Transcribe each line below word for word.
*** RECORDS SUPPLIED ***
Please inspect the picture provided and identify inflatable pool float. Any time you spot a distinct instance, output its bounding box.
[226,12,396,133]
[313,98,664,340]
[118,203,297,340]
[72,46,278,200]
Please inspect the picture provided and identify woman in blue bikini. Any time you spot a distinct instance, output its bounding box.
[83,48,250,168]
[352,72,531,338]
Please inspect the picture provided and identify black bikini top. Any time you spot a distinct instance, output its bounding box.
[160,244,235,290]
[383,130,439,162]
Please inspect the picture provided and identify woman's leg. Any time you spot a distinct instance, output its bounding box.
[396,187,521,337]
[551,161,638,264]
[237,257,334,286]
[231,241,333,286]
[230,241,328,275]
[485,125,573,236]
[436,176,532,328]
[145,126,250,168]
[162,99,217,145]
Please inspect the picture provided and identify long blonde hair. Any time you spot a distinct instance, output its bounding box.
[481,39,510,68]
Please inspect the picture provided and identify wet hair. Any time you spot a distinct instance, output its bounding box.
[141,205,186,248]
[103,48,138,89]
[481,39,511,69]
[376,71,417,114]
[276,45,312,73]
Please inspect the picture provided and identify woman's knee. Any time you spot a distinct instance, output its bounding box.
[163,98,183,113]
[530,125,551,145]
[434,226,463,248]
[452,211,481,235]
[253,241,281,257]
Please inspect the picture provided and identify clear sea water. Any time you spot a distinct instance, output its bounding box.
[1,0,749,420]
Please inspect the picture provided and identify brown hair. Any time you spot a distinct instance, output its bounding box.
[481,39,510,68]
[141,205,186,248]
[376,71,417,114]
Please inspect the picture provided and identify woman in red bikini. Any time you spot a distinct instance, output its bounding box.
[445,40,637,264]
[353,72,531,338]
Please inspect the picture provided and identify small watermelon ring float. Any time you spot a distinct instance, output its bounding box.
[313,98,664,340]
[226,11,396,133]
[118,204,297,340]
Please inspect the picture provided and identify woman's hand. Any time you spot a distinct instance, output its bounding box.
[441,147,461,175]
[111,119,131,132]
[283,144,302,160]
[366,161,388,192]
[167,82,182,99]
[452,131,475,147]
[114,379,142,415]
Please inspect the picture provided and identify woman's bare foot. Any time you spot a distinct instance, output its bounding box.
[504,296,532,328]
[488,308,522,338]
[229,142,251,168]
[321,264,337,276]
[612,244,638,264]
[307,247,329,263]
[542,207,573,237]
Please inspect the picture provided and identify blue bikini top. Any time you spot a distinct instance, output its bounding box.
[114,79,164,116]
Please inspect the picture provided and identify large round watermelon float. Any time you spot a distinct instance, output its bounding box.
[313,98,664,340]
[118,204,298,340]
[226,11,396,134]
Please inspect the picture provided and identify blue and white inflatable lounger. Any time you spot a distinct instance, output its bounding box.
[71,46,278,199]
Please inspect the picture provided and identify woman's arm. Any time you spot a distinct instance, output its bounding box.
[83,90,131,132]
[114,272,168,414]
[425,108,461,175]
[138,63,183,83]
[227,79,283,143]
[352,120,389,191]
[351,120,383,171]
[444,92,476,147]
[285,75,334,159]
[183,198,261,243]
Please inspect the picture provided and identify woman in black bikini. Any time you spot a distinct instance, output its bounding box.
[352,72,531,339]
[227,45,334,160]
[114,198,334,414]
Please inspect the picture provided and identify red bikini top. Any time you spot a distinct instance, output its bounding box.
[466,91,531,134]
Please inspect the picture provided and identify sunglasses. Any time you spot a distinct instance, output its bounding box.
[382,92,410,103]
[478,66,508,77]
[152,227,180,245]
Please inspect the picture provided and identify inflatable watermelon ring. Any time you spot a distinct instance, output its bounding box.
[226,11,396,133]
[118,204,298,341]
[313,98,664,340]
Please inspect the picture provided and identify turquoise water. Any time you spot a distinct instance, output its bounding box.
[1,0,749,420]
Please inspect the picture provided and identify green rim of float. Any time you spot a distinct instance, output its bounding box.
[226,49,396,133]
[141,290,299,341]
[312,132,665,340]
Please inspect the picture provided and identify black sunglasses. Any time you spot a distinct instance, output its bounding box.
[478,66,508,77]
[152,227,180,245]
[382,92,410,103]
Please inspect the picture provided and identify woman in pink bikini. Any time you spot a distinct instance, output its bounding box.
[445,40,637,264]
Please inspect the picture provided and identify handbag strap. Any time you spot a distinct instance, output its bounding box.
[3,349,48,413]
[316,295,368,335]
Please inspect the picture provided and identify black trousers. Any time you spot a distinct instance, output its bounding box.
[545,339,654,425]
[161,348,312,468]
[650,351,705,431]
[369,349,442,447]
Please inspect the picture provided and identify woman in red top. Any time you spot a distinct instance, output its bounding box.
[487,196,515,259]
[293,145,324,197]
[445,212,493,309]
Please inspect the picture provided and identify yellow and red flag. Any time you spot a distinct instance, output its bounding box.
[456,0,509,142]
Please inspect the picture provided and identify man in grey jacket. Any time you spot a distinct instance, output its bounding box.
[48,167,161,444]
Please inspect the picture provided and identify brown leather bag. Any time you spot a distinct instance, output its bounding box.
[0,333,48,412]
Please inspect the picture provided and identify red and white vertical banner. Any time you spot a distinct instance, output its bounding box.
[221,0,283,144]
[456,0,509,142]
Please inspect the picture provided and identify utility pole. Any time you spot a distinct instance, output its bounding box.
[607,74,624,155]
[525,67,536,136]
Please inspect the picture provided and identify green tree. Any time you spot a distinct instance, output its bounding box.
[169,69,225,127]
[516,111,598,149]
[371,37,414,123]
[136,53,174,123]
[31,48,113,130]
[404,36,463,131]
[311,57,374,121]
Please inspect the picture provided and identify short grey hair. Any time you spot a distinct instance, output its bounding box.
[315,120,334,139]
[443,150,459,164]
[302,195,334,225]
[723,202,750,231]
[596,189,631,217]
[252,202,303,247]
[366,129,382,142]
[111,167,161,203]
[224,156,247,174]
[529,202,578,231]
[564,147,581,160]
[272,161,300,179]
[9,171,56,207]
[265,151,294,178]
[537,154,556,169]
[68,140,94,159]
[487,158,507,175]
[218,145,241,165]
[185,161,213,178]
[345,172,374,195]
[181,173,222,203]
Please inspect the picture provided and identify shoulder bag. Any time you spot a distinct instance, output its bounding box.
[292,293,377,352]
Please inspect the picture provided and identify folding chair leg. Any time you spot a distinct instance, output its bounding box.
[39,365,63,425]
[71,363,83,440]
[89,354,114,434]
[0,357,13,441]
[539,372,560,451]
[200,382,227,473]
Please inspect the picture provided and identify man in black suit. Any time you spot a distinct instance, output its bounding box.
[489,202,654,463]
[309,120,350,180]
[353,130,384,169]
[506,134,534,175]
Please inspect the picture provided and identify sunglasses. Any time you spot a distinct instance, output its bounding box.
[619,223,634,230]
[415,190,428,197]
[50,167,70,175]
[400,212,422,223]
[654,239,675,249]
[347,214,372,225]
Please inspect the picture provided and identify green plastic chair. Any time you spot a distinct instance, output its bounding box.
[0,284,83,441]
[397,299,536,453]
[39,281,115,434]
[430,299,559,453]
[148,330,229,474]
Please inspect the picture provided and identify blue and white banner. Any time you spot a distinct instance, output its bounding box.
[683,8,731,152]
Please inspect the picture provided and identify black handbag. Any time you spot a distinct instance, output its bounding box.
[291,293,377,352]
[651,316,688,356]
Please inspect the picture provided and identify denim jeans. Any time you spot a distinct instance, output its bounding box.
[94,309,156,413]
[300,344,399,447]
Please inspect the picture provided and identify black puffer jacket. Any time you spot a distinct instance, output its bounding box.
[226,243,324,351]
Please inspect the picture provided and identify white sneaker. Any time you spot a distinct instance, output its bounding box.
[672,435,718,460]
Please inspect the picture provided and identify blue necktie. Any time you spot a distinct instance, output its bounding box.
***
* [FINISHED EXERCISE]:
Please inspect the picture provided and identify inflatable pool float. Any time you spot a distinct instance, output its bounding box.
[226,12,396,133]
[313,98,664,340]
[118,203,297,340]
[72,46,278,200]
Please inspect the picture provided and identify woman in blue bikini. Any time you spot a distinct instance, output its bounding box.
[83,48,250,168]
[352,72,531,338]
Please inspect the picture provided and identify black bikini top. Any time you spot a distinct instance, output its bounding box.
[160,244,235,290]
[383,130,439,162]
Please inspect the picture provided and identify woman's leg. Any time you spot a distinct instance, output its bounding box.
[396,187,521,337]
[551,161,638,264]
[237,257,334,286]
[231,241,333,286]
[230,241,328,275]
[485,125,573,236]
[436,176,532,328]
[145,126,250,168]
[162,99,217,145]
Please inspect the picture provided and identify long blonde hair. Any time you spot a distinct instance, output its bounding box.
[481,39,510,68]
Please inspect the picture provided and identify wet hair. Any time you spot a distinct instance, output its bounding box.
[141,205,186,248]
[103,48,138,89]
[481,39,511,69]
[376,71,417,114]
[276,45,312,73]
Please inspect the picture provided and identify woman's knee. Any time you spot a distinct instance, output its bounding box.
[163,98,183,113]
[530,125,551,145]
[434,226,463,248]
[452,211,481,235]
[253,241,281,257]
Please inspect the picture provided and identify clear sea water. Any time you spot a distinct instance, output its bounding box.
[1,0,749,420]
Please inspect the picture provided and identify brown hair. Any time you spot a distinct instance, output its bounding box.
[481,39,510,68]
[141,205,186,248]
[376,71,417,114]
Please inspect the picture provided and identify woman in red bikini. Any time you spot a distinct instance, output its bounding box.
[445,40,637,264]
[353,72,531,338]
Please inspect the picture provided and identify small watermelon ring float. Any time you spot a distinct instance, output its bounding box.
[313,98,664,340]
[226,11,396,133]
[118,204,297,340]
Please inspect the picture provided and identify woman's hand. Any time you spot a distinct instance, output its bounding box.
[441,147,461,175]
[111,119,131,132]
[283,144,302,160]
[366,161,388,192]
[167,82,182,99]
[452,131,475,147]
[114,379,142,415]
Please inspect the picture provided and identify woman's bare foot. Any time you spot a distinct instance, output its bounding box.
[504,296,532,328]
[488,308,522,338]
[229,142,251,168]
[321,264,337,276]
[612,244,638,264]
[307,247,329,263]
[542,207,573,237]
Please inspect the picture provided and identify blue bikini top. Any time you spot a distinct instance, output its bounding box.
[114,79,164,116]
Please inspect the picture provided and identify large round watermelon float. Any time you spot a distinct instance, output its bounding box.
[313,98,664,340]
[118,204,298,340]
[226,11,396,134]
Please inspect the picture provided and identify blue and white inflatable lounger. Any time you spot a distinct instance, output its bounding box.
[71,46,278,199]
Please inspect the picture provided and identify woman's arm. Any time you spot a distinct instance, output its bounding box.
[83,90,131,132]
[114,272,168,414]
[425,108,461,175]
[138,63,183,83]
[227,79,283,143]
[352,120,389,191]
[351,120,383,171]
[444,92,476,147]
[285,75,334,159]
[183,198,261,243]
Please inspect the picture provided and identify woman in black bikini. Any time you spot a distinct instance, output its bounding box.
[352,72,531,339]
[227,45,334,160]
[114,198,334,414]
Please inspect the picture provided and identify red bikini top. Any time you spot a distinct instance, output its bounding box.
[466,91,531,134]
Please inspect the picture provided and identify sunglasses. Any time you spot a distinct instance, output its bounding box.
[382,92,410,103]
[478,66,508,77]
[152,227,180,245]
Please inspect the picture provided and identify inflatable watermelon ring. Any time you spot a distinct instance, output its bounding box.
[226,11,396,133]
[118,204,298,341]
[313,98,664,340]
Please inspect the picture provided and identify turquoise water. Any time you spot a distinct instance, output its bounding box.
[1,0,749,420]
Please inspect the picture provided and identify green rim of float. Any time you spot a distinct instance, output its bounding box.
[226,49,396,133]
[141,290,299,341]
[312,132,665,340]
Please inspect the picture provided and identify black sunglasses. Any time you spot a distinct instance, output its bounding box.
[478,66,508,77]
[152,227,180,245]
[382,92,410,103]
Please inspect the picture provided and identify woman in pink bikini. Any time you spot a distinct instance, output its bounding box.
[445,40,637,264]
Please inspect the picture provided and identify handbag strap. Any time you spot a distinct instance, output its bounding box.
[3,349,48,413]
[316,295,368,335]
Please inspect the picture provided and identify black trousers. Any time you spot a distinct instance, output its bounding box.
[545,339,654,425]
[161,348,312,468]
[650,351,705,431]
[369,349,442,447]
Please inspect the picture provided and identify woman in red top. Any time you spot a distinct instance, output its bounding box.
[487,196,515,259]
[293,145,324,197]
[445,212,493,309]
Please inspect the picture provided and identify yellow and red flag. Any time you spot a distinct instance, output its bounding box.
[456,0,509,142]
Please inspect the picture provided and identify man in grey jacket. Any time you spot a distinct instance, output its bounding box.
[48,167,161,444]
Please inspect the picture provided and identify brown leather bag. Any time you spot a distinct instance, output its bounding box.
[0,333,48,412]
Please inspect the picture provided and identify red and white vertical banner. Any time you spot a distinct instance, output its bounding box.
[221,0,283,144]
[456,0,509,142]
Please inspect the picture provided and identify utility pole. Any time you spot a distinct instance, output its bounding box.
[607,74,624,155]
[525,67,536,136]
Please inspect the picture provided and identify green tree. Any time you spot a distinct instance, output its bounding box.
[169,69,225,127]
[516,111,598,149]
[371,37,414,123]
[136,53,174,123]
[31,48,113,130]
[404,36,463,131]
[311,57,374,121]
Please inspect the picture provided and identify short grey hair. Any time you spot a distinct instance, output its bounding box.
[315,120,334,139]
[443,150,459,164]
[302,195,334,225]
[723,202,750,231]
[596,189,631,217]
[252,202,303,247]
[366,129,382,142]
[111,167,161,203]
[224,156,247,174]
[529,202,578,231]
[564,147,581,160]
[272,161,300,179]
[9,171,56,207]
[265,151,294,178]
[537,154,556,169]
[68,140,94,159]
[487,158,507,175]
[218,145,241,165]
[185,161,213,178]
[345,172,374,195]
[181,173,222,203]
Please inspect the picture provided and identify shoulder bag. Any time you spot a distinct instance, output its bounding box.
[292,293,377,352]
Please inspect the picture provided and identify folding chair leg. Any time you spot a distinct instance, output its bounding box.
[39,365,63,425]
[71,363,83,440]
[89,354,114,434]
[0,357,13,441]
[539,372,560,451]
[200,382,227,473]
Please inspect the picture provided and identify man in black suit. Any time you spot a distinct instance, output its bounding box.
[489,202,654,463]
[309,120,350,180]
[353,130,384,169]
[506,134,534,175]
Please inspect the picture provided and identify sunglasses. Any time you spot a distinct instance, output its bounding box.
[619,223,634,230]
[415,190,428,197]
[50,167,70,175]
[400,212,422,223]
[654,239,675,249]
[347,214,372,225]
Please inspect the picture provided and identify green plastic chair. Any time you spot a distinct instance, output its bounding box.
[0,284,83,441]
[397,299,536,453]
[39,281,115,434]
[430,299,559,453]
[148,330,229,474]
Please inspect the picture provided and identify blue and white banner. Any time you spot a distinct instance, output its bounding box.
[683,8,731,152]
Please inspect the picture provided and identify black handbag. Any time you spot a distinct instance, output its bounding box.
[291,293,377,352]
[651,316,688,356]
Please inspect the picture provided and identify denim jeans. Any time you spot a distinct instance, output its bounding box.
[94,309,156,413]
[300,344,399,447]
Please inspect the picture provided and identify black puffer jacket. Any time you spot a distinct instance, output its bounding box.
[226,243,324,351]
Please inspect the picture provided and identify white sneaker. Any time you spot a distinct instance, output its bounding box.
[672,435,718,460]
Please inspect the picture provided and identify blue necktie. Any time you spot a distinct instance, output its bounding box.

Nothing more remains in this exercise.